EXTRACT PROVIDED:
□ □ □ □ □
A white stone path that began at the door ran past the well, and I had followed it for a considerable distance when I was startled to see someone in white coming toward me, carrying what looked like a raised umbrella. Then I heard the figure call, in Aimee's voice, “David, is that you?”

As she came closer, I could see that she really was carrying an umbrella, and a pail of water besides. Her white dress, I knew, was mourning attire. “The dead must be washed with water drawn at night,” she said when I asked what she was doing. “The water must not be touched by the light of the sky, even the night sky. It is a custom.”

We walked back to the door of the main courtyard together, past the bamboo and the trees and the horses. I wanted to say something comforting, but Aimee looked capable and in control of herself, and I could think of nothing that seemed right. When we had gone through the door, I heard weeping and chanting. Aimee stopped, and then suddenly began crying, “Ai ya! Ai yo!” and went toward the main hall. I followed, feeling bewildered and wondering if, as Fourth Brother, I should cry out, too.

The whole family and about twenty Buddhist monks were gathered in the hall. Aimee folded her umbrella and surrendered her bucket to one of her aunts, who carried it away. The relatives, including a number of people I had never seen before, were dressed in unhemmed gowns of unbleached muslin and were moaning and wailing. The monks were chanting the Feast of the Dead, and were making a good deal of noise with gongs, wooden blocks, and bells. Aimee brought me a white sash and tied it around my waist under my suit coat, and told me to sit down. The only people making no outcry or other noise were the servants. I saw one of them going out of the hall with the rusty ice-cream freezer in his arms. The sock-knitting machine was already gone. Other servants were cleaning, laying carpets, or polishing furniture. The wall mirrors, of which there were many, had been covered with sheets of white paper.
□ □ □ □ □
EXERCISE REQUIREMENTS:
• 1. Summarize the funeral excerpt in two sentences.
• 2. According to the funeral excerpt, what did the monks use to make noise while they chanted?
• 3. Carry the funeral excerpt forward from its final sentence.

GIVEN INFORMATION:
□ □ □ □ □
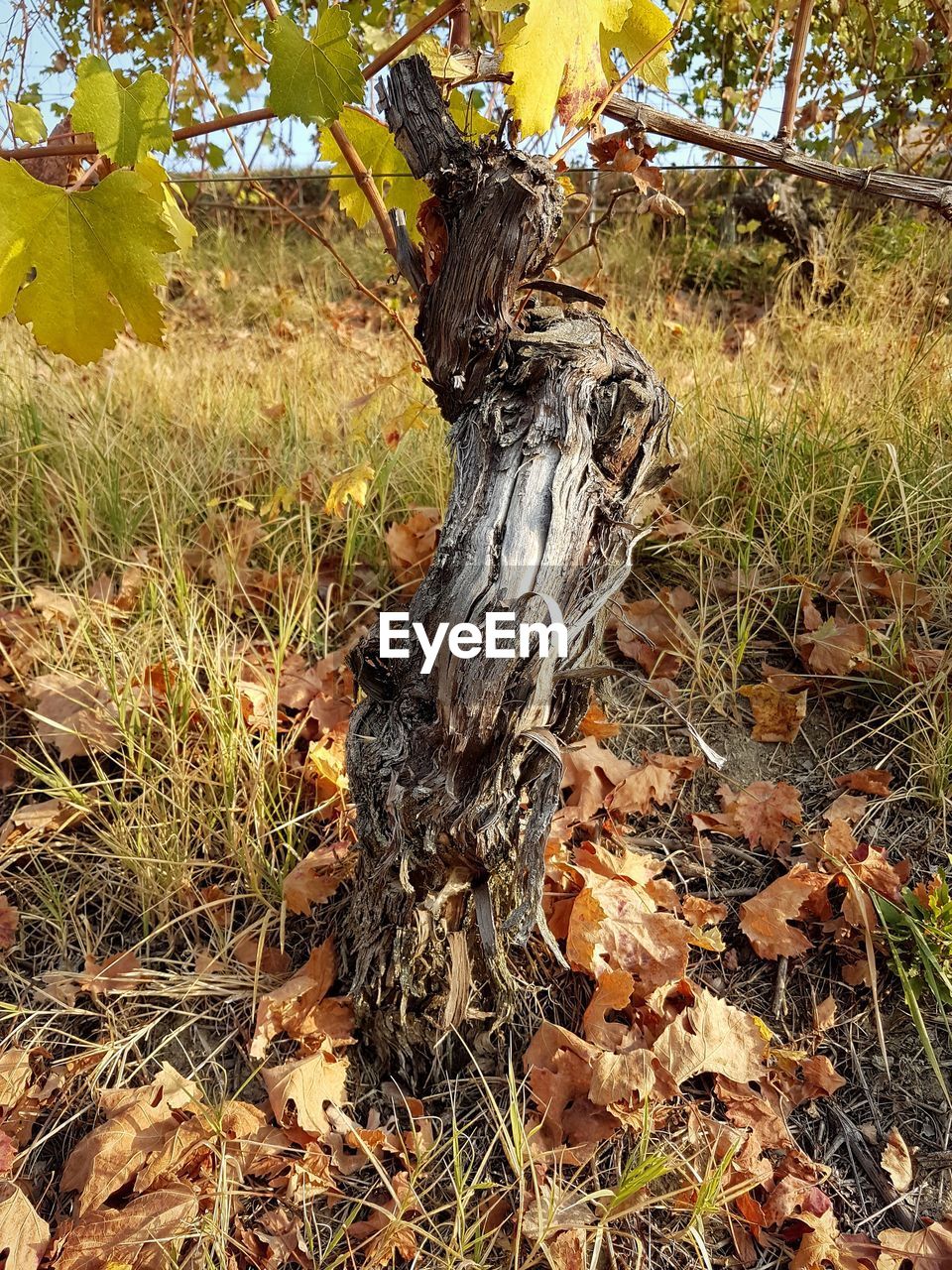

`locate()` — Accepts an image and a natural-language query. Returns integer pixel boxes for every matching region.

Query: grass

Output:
□ □ □ □ □
ANSWERS BELOW:
• 1. On a white stone path at night, David meets Aimee, dressed in white mourning attire and carrying an umbrella and a pail of water, and she explains that custom requires the dead to be washed with water drawn at night and kept from the light of the sky. Back in the main hall, the family wails and about twenty Buddhist monks chant the Feast of the Dead while servants quietly clean, carry things away, and cover the wall mirrors with white paper.

• 2. Gongs, wooden blocks, and bells.

• 3.
Actually, the old man's death had come as no shock to the family. It had been expected, and they knew that Mr. Yu would never have been able to approve of “New China,” and that in a short time the inviolability of his own courtyard would have been shattered. They felt he was better out of it — honored in death rather than humiliated in life. And partly because, in their relief, they also felt guilty, and partly because they were uncertain of their own future, they had decided that the old man's funeral was to be a sort of symbol of the past as he had known it — a last flaring of gold-and-red pomp before they should all be submerged in the drab puritanism of the revolution.

After I had sat with the mourners for some time, Aimee took me outside into the cool night air. She explained that what I had been witnessing was the first-night wake, and that it would go on until morning. As a member of the family, I had honored her father by being present, but as a foreigner, I was not expected to stay the whole time. She told me that the ceremonies of the funeral would last for forty days, but that the most elaborate rites would take place on the third day. Then she walked with me through the still, empty courtyard. The family was waiting, she said, for the coffin, which was being brought from the ancestral family temple in the North City. Her father had bought it, as was the custom, many years before, and the wood, a species of camphor, was of a quality and thickness now unobtainable. Every month for at least twenty years, a fresh layer of lacquer had been put on it.

We walked on, and just as we reached the main gate, the immense coffin arrived on the shoulders of six bearers, its surface black and sparkling in the light from their lanterns. One end of it was high, made to look like the stern of a Chinese junk, and its sides had been shaped like those of a boat, to enable it to cleave the black waters where the dead travel. As it came sliding darkly through the gate, the Communist soldiers, most of whom had been recruited from superstitious peasant stock, drew back, muttering, their eyes wide. Aimee touched the coffin as it passed, and a moment later we said good night. I walked away, and, outside the huge gate, turned back and saw her standing there, looking ghostlike in her white robe, watching me. The soldiers were in clumps about her, though they did not stand too close, and I could still see, behind her, the dark shape of the coffin receding into the darkness.

In the three days before the climax of the funeral rites, the Yu mansion changed considerably. Over all the tiled outdoor courts, box-shaped roofs of reed matting, looking something like large sheds, were erected on bamboo scaffolding. Framed panes of brightly painted glass were set in the sides of these, above the level of the surrounding buildings and galleries. In this way almost an acre of open courts was changed into lofty rooms smelling of straw and filled with golden-yellow dust.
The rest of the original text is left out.